**Supplied data**
# # # # #

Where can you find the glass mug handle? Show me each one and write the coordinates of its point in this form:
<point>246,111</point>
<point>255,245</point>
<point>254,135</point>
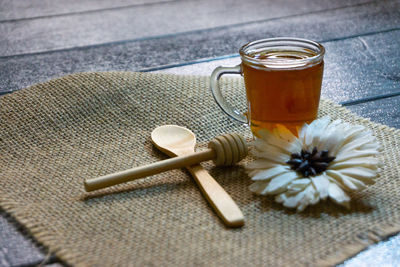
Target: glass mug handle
<point>216,91</point>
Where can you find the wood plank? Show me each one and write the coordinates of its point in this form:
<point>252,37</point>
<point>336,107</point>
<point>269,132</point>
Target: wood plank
<point>347,61</point>
<point>54,33</point>
<point>16,249</point>
<point>22,9</point>
<point>385,111</point>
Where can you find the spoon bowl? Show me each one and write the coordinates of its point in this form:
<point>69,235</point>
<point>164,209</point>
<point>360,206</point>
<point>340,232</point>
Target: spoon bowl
<point>174,141</point>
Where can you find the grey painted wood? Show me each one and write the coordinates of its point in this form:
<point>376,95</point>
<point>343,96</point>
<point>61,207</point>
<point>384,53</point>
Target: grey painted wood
<point>54,33</point>
<point>361,38</point>
<point>21,71</point>
<point>22,9</point>
<point>16,248</point>
<point>385,111</point>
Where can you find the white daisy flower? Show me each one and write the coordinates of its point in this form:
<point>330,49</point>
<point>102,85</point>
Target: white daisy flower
<point>328,159</point>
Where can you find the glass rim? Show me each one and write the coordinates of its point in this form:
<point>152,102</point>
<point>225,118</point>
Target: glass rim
<point>283,41</point>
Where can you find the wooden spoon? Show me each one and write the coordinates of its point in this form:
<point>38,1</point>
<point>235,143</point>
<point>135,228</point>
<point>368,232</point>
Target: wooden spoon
<point>178,141</point>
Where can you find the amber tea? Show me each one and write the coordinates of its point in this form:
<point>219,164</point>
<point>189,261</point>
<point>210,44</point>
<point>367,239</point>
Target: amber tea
<point>283,91</point>
<point>283,79</point>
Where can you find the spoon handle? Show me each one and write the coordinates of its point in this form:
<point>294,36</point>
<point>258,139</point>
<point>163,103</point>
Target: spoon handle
<point>218,198</point>
<point>147,170</point>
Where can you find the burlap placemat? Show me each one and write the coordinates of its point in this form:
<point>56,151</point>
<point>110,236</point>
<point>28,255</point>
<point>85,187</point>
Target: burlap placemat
<point>56,134</point>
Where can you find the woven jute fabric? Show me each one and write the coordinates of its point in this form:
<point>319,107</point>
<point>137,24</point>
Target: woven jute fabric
<point>56,134</point>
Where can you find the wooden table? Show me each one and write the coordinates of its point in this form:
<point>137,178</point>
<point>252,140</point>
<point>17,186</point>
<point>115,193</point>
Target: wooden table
<point>41,40</point>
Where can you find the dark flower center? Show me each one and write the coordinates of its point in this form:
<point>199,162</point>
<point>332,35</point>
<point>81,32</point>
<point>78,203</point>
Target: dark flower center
<point>310,163</point>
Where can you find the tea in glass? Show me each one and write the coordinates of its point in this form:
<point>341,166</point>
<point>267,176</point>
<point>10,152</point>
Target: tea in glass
<point>282,90</point>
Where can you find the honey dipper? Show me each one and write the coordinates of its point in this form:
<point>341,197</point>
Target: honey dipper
<point>179,142</point>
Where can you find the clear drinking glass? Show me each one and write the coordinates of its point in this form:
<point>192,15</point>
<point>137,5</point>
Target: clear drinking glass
<point>283,79</point>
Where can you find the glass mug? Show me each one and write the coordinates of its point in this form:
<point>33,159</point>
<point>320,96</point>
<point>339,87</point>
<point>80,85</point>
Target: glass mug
<point>283,79</point>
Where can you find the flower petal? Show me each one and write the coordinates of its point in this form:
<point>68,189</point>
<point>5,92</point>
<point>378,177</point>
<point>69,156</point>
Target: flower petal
<point>278,184</point>
<point>347,182</point>
<point>367,162</point>
<point>272,155</point>
<point>338,195</point>
<point>261,164</point>
<point>321,184</point>
<point>270,173</point>
<point>298,185</point>
<point>258,187</point>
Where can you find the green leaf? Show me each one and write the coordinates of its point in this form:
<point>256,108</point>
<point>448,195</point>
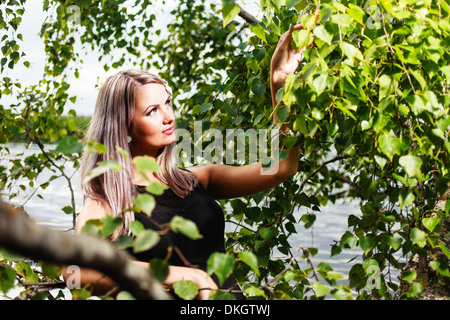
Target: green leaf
<point>145,202</point>
<point>185,289</point>
<point>412,165</point>
<point>321,289</point>
<point>24,269</point>
<point>386,86</point>
<point>430,223</point>
<point>302,38</point>
<point>229,11</point>
<point>390,145</point>
<point>259,31</point>
<point>7,278</point>
<point>409,276</point>
<point>259,90</point>
<point>268,233</point>
<point>320,83</point>
<point>283,112</point>
<point>221,295</point>
<point>322,33</point>
<point>250,259</point>
<point>186,227</point>
<point>351,51</point>
<point>366,243</point>
<point>146,240</point>
<point>159,269</point>
<point>418,237</point>
<point>221,264</point>
<point>395,243</point>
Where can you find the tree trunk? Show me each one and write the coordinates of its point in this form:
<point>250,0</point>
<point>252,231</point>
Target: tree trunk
<point>434,288</point>
<point>21,235</point>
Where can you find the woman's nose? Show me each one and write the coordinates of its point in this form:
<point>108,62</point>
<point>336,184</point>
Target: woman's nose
<point>168,116</point>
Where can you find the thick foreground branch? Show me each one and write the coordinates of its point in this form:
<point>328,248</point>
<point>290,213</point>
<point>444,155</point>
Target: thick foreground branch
<point>21,235</point>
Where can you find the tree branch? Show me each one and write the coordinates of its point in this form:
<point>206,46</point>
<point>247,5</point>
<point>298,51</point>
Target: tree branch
<point>21,235</point>
<point>246,16</point>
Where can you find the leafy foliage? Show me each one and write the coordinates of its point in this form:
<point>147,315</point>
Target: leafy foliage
<point>371,101</point>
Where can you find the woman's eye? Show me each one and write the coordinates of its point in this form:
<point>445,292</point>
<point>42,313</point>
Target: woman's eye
<point>151,111</point>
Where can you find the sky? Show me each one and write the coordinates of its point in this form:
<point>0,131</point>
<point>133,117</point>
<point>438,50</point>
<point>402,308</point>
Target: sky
<point>91,73</point>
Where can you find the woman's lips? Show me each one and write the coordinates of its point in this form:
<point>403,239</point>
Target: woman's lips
<point>169,131</point>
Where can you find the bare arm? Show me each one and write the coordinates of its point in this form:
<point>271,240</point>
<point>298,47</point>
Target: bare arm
<point>224,181</point>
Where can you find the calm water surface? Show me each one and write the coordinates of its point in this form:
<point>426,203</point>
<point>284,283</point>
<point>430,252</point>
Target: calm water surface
<point>328,228</point>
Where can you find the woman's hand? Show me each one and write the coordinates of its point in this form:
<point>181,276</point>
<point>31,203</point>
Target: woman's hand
<point>285,59</point>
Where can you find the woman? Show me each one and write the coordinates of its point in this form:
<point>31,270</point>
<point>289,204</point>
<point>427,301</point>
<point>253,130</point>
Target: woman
<point>134,111</point>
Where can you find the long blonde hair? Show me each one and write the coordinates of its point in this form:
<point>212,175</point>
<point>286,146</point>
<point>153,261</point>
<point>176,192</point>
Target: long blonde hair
<point>111,125</point>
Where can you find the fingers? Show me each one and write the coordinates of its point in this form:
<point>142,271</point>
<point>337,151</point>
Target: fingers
<point>296,27</point>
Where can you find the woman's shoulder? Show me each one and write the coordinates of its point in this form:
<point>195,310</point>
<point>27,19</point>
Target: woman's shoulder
<point>202,173</point>
<point>92,210</point>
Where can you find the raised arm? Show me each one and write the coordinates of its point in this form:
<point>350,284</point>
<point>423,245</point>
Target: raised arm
<point>224,181</point>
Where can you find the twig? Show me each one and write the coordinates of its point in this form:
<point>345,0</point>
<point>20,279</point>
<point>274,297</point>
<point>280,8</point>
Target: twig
<point>21,235</point>
<point>60,169</point>
<point>393,51</point>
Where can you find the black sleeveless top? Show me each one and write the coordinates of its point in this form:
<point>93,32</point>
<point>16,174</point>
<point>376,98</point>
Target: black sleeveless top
<point>200,208</point>
<point>205,212</point>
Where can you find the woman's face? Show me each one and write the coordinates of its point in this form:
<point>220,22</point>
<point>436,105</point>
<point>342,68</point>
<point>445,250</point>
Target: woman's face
<point>154,122</point>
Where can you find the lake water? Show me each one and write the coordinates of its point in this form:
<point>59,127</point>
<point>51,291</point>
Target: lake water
<point>329,226</point>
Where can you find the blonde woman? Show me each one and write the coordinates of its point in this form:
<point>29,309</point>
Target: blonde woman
<point>134,111</point>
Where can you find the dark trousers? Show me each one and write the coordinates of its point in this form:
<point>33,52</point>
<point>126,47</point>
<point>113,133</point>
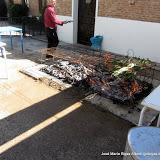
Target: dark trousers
<point>52,37</point>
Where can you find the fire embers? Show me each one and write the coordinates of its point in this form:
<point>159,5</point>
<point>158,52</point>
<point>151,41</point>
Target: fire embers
<point>67,72</point>
<point>119,90</point>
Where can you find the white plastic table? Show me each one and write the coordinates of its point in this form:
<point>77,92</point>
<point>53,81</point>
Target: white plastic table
<point>152,101</point>
<point>11,29</point>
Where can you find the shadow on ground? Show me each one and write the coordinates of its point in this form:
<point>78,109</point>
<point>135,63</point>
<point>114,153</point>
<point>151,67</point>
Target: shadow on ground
<point>83,134</point>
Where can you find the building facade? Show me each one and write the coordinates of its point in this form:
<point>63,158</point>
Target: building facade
<point>128,26</point>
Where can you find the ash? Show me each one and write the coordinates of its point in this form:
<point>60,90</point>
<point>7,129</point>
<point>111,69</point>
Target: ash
<point>71,73</point>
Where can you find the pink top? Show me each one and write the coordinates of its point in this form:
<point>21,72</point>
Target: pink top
<point>50,18</point>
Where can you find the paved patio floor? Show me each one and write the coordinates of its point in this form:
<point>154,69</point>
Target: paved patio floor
<point>41,123</point>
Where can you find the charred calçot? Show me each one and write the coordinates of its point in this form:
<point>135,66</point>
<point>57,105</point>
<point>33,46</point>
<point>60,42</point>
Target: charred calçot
<point>67,72</point>
<point>121,86</point>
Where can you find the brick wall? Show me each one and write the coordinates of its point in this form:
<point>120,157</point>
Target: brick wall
<point>64,7</point>
<point>145,10</point>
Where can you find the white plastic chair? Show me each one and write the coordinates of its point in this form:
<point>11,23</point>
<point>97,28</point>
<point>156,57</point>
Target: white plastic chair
<point>3,54</point>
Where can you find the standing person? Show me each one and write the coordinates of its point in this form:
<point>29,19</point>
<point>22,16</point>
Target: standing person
<point>51,21</point>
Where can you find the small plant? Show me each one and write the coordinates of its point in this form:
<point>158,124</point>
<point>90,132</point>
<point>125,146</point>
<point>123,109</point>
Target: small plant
<point>127,68</point>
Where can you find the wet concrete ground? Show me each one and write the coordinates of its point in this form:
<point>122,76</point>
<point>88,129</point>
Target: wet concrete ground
<point>42,123</point>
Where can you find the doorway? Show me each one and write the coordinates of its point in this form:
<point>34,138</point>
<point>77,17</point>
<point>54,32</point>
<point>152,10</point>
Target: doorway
<point>86,20</point>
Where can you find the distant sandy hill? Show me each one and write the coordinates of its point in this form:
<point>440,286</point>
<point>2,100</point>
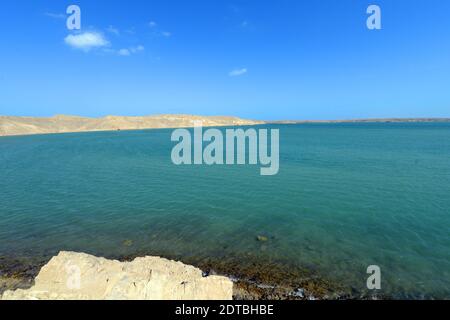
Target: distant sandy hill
<point>10,126</point>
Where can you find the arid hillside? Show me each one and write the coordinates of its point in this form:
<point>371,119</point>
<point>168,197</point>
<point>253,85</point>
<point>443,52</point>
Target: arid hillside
<point>10,126</point>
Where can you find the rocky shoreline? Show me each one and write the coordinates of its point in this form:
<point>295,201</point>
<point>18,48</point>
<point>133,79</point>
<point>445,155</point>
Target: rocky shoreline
<point>251,280</point>
<point>79,276</point>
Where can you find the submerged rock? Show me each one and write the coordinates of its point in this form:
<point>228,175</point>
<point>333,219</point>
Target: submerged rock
<point>128,243</point>
<point>262,238</point>
<point>78,276</point>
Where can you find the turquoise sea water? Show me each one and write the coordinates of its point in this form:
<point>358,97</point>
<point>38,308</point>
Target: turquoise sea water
<point>347,196</point>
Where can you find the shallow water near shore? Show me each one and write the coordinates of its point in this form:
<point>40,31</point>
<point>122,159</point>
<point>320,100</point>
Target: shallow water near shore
<point>347,196</point>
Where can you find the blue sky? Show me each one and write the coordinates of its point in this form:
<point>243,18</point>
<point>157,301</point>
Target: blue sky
<point>255,59</point>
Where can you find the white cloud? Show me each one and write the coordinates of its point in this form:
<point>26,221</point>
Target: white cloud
<point>238,72</point>
<point>129,51</point>
<point>86,41</point>
<point>113,30</point>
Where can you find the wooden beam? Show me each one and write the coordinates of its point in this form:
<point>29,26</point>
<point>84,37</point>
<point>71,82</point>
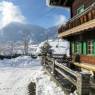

# # # # #

**Stated exercise**
Arrange the lines of the rows above, from the very first line through the line that contains "<point>216,91</point>", both included, as a JSON list of strings with one string per line and no blank lines. Leave the picture out of the list.

**Task output**
[
  "Where can you find the glass mug handle? Show me each one and write the coordinates of its point in this form:",
  "<point>246,111</point>",
  "<point>255,245</point>",
  "<point>254,135</point>",
  "Target: glass mug handle",
  "<point>216,91</point>"
]